--- Исходный текст ---
Ключи счастья. Алексей Толстой и литературный Петербург - [6]
Студент-технолог
Соня об этом писала так:
Однажды утром я пришла в школу Егорнова и увидела Алексея Николаевича, который сидел очень серьезный и упорно и сосредоточенно рисовал. В перерыве Егорнов познакомил нас и мы очень спокойно разыграли сцену «первого знакомства». Скоро, однако, милейшему Егорнову стало ясно, что встреча наша была не случайной, и он принялся покровительствовать нашей любви. Егорнов начал писать мой портрет (очень удачная и реалистическая работа, которая ныне находится у моей дочери — М. А. Толстой в Москве), а А.Н. неизменно присутствовал при этом как ученик и «эксперт». Получалось так, что мы проводили вместе целые дни в школе Егорнова (Дымшиц-Толстая 1982: 47).

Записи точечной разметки
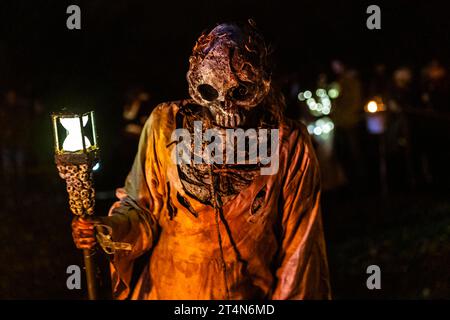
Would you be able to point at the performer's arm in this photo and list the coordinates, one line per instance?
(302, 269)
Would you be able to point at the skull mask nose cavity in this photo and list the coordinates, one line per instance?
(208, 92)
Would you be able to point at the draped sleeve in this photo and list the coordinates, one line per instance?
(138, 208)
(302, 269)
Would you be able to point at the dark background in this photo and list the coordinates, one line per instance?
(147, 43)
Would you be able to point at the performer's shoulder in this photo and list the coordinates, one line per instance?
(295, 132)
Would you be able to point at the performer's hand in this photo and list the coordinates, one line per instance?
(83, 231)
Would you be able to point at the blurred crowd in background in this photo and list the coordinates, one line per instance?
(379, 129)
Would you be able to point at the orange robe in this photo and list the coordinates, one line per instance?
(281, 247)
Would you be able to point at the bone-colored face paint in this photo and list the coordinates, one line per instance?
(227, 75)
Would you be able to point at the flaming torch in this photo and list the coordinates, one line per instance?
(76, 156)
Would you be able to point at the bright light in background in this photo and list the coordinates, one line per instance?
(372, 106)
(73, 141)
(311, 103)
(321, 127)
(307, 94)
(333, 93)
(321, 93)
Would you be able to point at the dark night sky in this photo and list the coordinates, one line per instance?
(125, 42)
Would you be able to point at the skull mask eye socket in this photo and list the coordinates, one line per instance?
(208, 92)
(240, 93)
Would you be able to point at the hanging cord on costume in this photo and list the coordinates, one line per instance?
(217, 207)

...

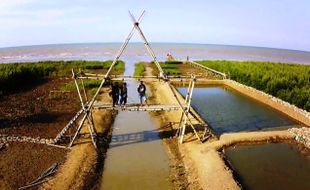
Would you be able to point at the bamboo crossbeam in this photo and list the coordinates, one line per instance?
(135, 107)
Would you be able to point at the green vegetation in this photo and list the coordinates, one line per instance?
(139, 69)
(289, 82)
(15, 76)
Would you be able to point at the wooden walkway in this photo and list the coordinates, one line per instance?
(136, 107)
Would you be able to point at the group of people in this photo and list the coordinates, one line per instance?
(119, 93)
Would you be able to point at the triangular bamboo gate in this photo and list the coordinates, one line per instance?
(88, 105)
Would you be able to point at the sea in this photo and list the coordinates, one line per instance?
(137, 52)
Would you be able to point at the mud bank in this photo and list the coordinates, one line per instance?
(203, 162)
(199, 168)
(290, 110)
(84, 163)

--- Требования к заданиям ---
[A] Перепишите без изменений фрагмент исходного текста от слов «Ключи счастья. Алексей» до слов «(Дымшиц-Толстая 1982: 47).».
[B] Где, согласно исходному тексту, ныне находится портрет, который начал писать Егорнов?

--- Ответы на задания ---
[A]
Ключи счастья. Алексей Толстой и литературный Петербург - [6]
Студент-технолог
Соня об этом писала так:
Однажды утром я пришла в школу Егорнова и увидела Алексея Николаевича, который сидел очень серьезный и упорно и сосредоточенно рисовал. В перерыве Егорнов познакомил нас и мы очень спокойно разыграли сцену «первого знакомства». Скоро, однако, милейшему Егорнову стало ясно, что встреча наша была не случайной, и он принялся покровительствовать нашей любви. Егорнов начал писать мой портрет (очень удачная и реалистическая работа, которая ныне находится у моей дочери — М. А. Толстой в Москве), а А.Н. неизменно присутствовал при этом как ученик и «эксперт». Получалось так, что мы проводили вместе целые дни в школе Егорнова (Дымшиц-Толстая 1982: 47).

[B] У дочери Сони, М. А. Толстой, в Москве.